### WHAT THIS TASK INVOLVES
Find the string "blonde" in the data, and copy out each line that has it.

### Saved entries

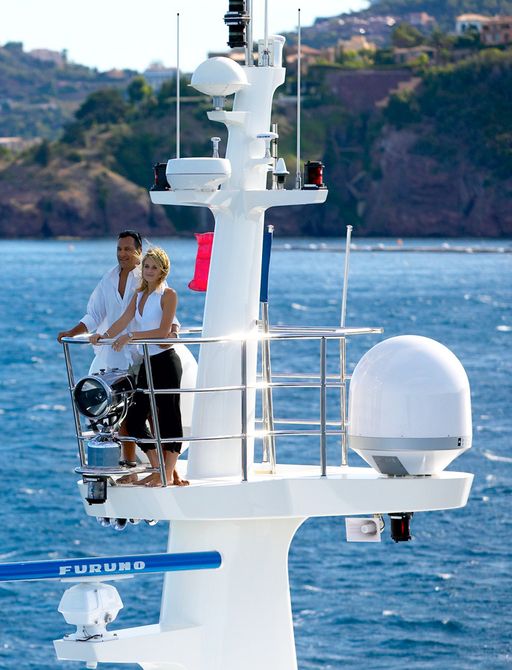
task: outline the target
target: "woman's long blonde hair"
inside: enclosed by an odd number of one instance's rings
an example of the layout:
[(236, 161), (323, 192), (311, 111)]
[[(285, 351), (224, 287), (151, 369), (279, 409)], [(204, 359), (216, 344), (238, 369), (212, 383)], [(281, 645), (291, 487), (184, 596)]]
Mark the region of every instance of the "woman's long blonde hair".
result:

### EXERCISE OUTPUT
target: "woman's long blonde hair"
Mark the region of every instance of the "woman's long blonde hair".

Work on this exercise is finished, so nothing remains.